* **What you will do**:
Would you retype the listing below exactly as given?

* **Dataset records**:
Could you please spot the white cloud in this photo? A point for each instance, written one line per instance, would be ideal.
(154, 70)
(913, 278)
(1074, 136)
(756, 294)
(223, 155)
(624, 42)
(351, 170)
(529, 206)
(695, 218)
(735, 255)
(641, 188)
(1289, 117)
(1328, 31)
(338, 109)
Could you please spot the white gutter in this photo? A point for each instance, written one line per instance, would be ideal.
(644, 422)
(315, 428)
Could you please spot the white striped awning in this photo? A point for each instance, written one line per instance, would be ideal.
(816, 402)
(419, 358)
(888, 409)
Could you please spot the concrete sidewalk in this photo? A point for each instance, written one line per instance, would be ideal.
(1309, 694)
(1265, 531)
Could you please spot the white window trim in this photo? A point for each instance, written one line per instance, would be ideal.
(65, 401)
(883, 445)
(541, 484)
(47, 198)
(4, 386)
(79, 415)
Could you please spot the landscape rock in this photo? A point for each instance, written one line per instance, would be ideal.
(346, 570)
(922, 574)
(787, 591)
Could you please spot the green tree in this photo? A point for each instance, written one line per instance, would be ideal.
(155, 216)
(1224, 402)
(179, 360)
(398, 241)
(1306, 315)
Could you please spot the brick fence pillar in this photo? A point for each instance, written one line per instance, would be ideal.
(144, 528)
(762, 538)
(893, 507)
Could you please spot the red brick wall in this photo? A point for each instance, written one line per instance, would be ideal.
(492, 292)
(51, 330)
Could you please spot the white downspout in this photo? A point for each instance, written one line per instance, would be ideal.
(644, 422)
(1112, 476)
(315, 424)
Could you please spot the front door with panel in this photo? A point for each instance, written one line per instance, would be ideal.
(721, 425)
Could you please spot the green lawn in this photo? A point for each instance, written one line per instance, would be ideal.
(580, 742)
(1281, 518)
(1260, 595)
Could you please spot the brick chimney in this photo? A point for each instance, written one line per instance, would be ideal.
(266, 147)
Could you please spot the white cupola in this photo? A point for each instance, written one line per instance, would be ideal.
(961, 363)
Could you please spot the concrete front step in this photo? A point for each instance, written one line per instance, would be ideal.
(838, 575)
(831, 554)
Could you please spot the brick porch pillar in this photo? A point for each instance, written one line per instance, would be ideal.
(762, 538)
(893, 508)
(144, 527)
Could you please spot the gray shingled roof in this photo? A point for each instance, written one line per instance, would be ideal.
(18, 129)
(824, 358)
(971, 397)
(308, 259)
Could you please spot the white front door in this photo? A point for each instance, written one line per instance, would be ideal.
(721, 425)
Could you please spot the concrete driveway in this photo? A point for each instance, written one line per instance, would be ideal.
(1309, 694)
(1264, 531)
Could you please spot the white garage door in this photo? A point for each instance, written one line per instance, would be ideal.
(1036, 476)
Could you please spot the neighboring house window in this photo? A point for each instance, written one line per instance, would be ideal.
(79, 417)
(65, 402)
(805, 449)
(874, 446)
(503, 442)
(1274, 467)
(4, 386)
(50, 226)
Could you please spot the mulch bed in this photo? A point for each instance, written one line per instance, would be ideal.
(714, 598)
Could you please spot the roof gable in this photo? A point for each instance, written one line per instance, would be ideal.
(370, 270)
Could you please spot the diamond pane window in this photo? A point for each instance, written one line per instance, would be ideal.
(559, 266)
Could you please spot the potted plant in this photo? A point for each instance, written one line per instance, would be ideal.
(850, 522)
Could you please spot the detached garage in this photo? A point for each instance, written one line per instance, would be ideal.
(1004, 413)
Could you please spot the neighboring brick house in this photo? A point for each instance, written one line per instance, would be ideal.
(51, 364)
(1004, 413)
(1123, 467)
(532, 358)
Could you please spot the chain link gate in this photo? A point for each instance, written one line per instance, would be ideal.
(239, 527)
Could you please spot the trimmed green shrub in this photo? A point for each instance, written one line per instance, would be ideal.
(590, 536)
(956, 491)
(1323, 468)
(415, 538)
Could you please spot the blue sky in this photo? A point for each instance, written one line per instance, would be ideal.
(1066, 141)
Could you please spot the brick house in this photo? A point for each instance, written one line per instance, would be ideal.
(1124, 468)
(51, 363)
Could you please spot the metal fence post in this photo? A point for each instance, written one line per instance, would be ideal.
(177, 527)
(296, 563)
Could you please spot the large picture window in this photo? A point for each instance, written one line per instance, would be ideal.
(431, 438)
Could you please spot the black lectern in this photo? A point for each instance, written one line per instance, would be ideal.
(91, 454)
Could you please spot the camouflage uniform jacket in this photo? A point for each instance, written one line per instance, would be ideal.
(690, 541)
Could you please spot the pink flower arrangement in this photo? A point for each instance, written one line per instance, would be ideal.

* **Result of the task**:
Could you please spot the white cloud in this photo? A point for each instance, written one line per instance, would be ideal.
(154, 70)
(913, 278)
(1074, 136)
(756, 294)
(223, 155)
(624, 42)
(351, 170)
(529, 206)
(695, 218)
(735, 255)
(641, 188)
(1289, 117)
(1328, 31)
(338, 109)
Could you please spot the white gutter in this photo? A point for each instance, written one line per instance, would be ideal.
(644, 422)
(315, 428)
Could you please spot the white striped awning in this photo? A point for each instance, written one line per instance, would be ideal.
(816, 402)
(419, 358)
(888, 409)
Could you please spot the concrete sidewalk in this photo? A point for each instance, written one line per instance, would be ideal.
(1309, 694)
(1265, 531)
Could you please spot the white window trim in this photo? A point for each instance, written one line per instance, would be ideal.
(65, 401)
(883, 445)
(541, 484)
(47, 198)
(4, 386)
(79, 415)
Could you please spot the landscape rock in this photo? A point for each instance, written one line per instance, would be ideal.
(346, 570)
(922, 574)
(787, 591)
Could you please spot the green tree in this photo? A point for each instance, written one line per instance, would be ideal.
(155, 216)
(1224, 402)
(179, 360)
(398, 241)
(1306, 315)
Could you please spot the brick fence pillar in this photo? A point for each instance, written one line per instance, would be ideal.
(144, 528)
(762, 538)
(893, 507)
Could you please spot the red brick wall in this photo? A point for each instance, written one line per instance, would be ideal.
(492, 292)
(51, 330)
Could you please spot the white downspout in this photo? A point for each instance, written one line per instance, would be ideal.
(644, 422)
(1112, 476)
(315, 424)
Could you please spot the front door with panel in this photo? A point for each instance, written one line per instance, would be ideal.
(721, 425)
Could you please spot the green lawn in this photo? A point for each instance, written one line per instance, would be ideal.
(580, 742)
(1281, 518)
(1260, 595)
Could you please spot the brick chimney in this photo? A point for each instance, written one line per instance, would be ideal.
(266, 147)
Could you please spot the white cupola in this photo? A point for each instance, written one line per instance, would be ideal.
(961, 363)
Could you please spot the concrete front step in this photo? A point for each instance, written one line per instance, would be ideal.
(838, 575)
(831, 554)
Could you please spot the brick porch pillar in this photo? A point for each instance, written one line per instance, would be ideal.
(762, 538)
(893, 508)
(144, 527)
Could you please spot the gray shingled roof in this photo? A point for each instance, written one line per instance, would be ideal.
(18, 129)
(824, 358)
(971, 397)
(308, 259)
Could you please spot the white front door in this photo? A point for each instance, written one line per instance, would be ideal.
(721, 425)
Could you please spot the concrete driveway in this photo? A point for each instance, written one line per instance, would be ideal.
(1309, 694)
(1264, 531)
Could you please spot the white garage door in this photo? A point for each instance, written one line per instance, would be ideal.
(1036, 476)
Could you please spot the neighboring house window in this photo? A point for each instance, written one line per instance, would be ideal.
(79, 417)
(65, 402)
(805, 449)
(874, 446)
(503, 442)
(1274, 467)
(4, 386)
(50, 226)
Could you please spot the mulch bed in this photo? A point for each instance, written one line per instance, would be ideal.
(714, 598)
Could you please spot the roof gable in this photo? A point for each instance, written one line per instance, would be ideal.
(370, 270)
Could you please spot the diamond pane window in this photo? A point for each instance, written one line per instance, would be ideal.
(559, 266)
Could you please spot the potted plant in this photo? A point for each instance, written one line per instance, would be ideal.
(850, 522)
Could you please spot the detached garage in this photo? A point for each instance, written one line per instance, would be ideal.
(1004, 413)
Could you please spot the neighboring brick house in this photo? A point for each instance, written one line per instance, would be ideal.
(51, 364)
(1004, 413)
(1123, 467)
(532, 358)
Could you please spot the chain link gate in this photo? A point for each instance, written one line per instance, would be ideal.
(239, 527)
Could you please spot the trimmed green shrub in this photo? A point for each instance, written one line per instance, would be ideal.
(590, 536)
(956, 491)
(1323, 468)
(415, 538)
Could you please spot the blue sky in this photo? A point for each instance, written one line per instance, would be ideal.
(1066, 141)
Could you please spot the brick house in this photo? A point for each instance, written one line per instance, would be ideal.
(1124, 468)
(51, 363)
Could you please spot the metal fence post in this photo? A point for each instance, written one line per instance, would be ideal.
(177, 527)
(296, 563)
Could you please spot the large picture window in this photo? A point for each instance, written one line per instance, would be ideal.
(431, 438)
Could you please spot the black lectern in this photo? A point for each instance, written one line per instance, would be ideal.
(91, 454)
Could you please spot the camouflage uniform jacket in this photo? A point for each instance, written one line per instance, would be ideal.
(690, 541)
Could you please spot the pink flower arrangement in this photo? A point for each instance, written one line per instance, would be ideal.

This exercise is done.